Please repeat the lines below exactly. Begin with the line containing "Target: chalk cliff face" and go on through the line containing "Target: white chalk cliff".

• **Material for this task**:
+ + + +
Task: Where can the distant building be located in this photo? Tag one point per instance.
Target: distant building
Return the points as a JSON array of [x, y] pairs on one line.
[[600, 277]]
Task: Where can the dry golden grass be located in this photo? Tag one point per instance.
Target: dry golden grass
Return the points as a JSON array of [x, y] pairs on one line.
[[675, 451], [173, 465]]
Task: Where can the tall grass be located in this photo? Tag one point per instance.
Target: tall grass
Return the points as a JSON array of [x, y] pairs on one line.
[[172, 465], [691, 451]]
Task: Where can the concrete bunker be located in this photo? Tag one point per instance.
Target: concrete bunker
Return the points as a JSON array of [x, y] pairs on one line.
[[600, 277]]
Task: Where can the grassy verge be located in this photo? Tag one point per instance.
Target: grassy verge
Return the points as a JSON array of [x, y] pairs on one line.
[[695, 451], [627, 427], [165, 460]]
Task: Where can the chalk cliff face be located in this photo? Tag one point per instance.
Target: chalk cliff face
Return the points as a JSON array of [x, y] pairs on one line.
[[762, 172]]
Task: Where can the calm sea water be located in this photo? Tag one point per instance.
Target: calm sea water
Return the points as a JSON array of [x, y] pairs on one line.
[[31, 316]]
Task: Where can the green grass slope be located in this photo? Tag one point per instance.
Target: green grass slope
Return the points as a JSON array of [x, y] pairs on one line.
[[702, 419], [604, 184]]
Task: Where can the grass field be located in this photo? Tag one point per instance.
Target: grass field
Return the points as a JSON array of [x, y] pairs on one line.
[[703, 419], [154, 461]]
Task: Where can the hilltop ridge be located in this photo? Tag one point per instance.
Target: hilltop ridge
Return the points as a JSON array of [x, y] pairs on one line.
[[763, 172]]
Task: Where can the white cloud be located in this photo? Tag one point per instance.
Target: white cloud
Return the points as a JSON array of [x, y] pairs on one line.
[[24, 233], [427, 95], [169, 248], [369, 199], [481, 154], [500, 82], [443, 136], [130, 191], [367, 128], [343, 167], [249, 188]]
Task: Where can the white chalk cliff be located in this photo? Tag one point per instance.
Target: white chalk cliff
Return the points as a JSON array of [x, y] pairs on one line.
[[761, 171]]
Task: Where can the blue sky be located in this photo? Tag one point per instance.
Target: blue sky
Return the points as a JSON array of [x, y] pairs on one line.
+ + + +
• **Solved exercise**:
Target: chalk cliff face
Return the points as a JSON array of [x, y] pairs on one line.
[[762, 172]]
Task: Where can the calm sea water be located in this photo? Tag one point per instance.
Target: calm sea water
Return the points as a JSON array of [x, y] pairs on one line.
[[31, 316]]
Task: Where can the green grass slope be located in this photo? Tag one point per instance.
Target: green grass slope
Return the points as a JSON array of [x, y] pairs on one line.
[[702, 419], [604, 184]]
Task: Where can the grass field be located in this photo? Tag one point per instance.
Target: grass field
Return the points as a JSON array of [x, y] pairs on one line.
[[703, 419], [154, 461]]
Task: Where can the hilltop ridge be located in this photo? Tag one point per instance.
Target: hilltop ridge
Return the points as a JSON array of [x, y] pairs on one line.
[[763, 172]]
Task: Where can the white cloud be located in this photo? Tag one point per instance.
Target: white cloud
Return the points as a JSON array of [x, y] pairs on one line.
[[24, 233], [427, 95], [169, 248], [369, 199], [481, 154], [500, 82], [443, 136], [130, 191], [367, 128], [343, 167], [249, 188]]
Task: Where can the white chalk cliff be located in this photo? Tag one point per instance.
Target: white chalk cliff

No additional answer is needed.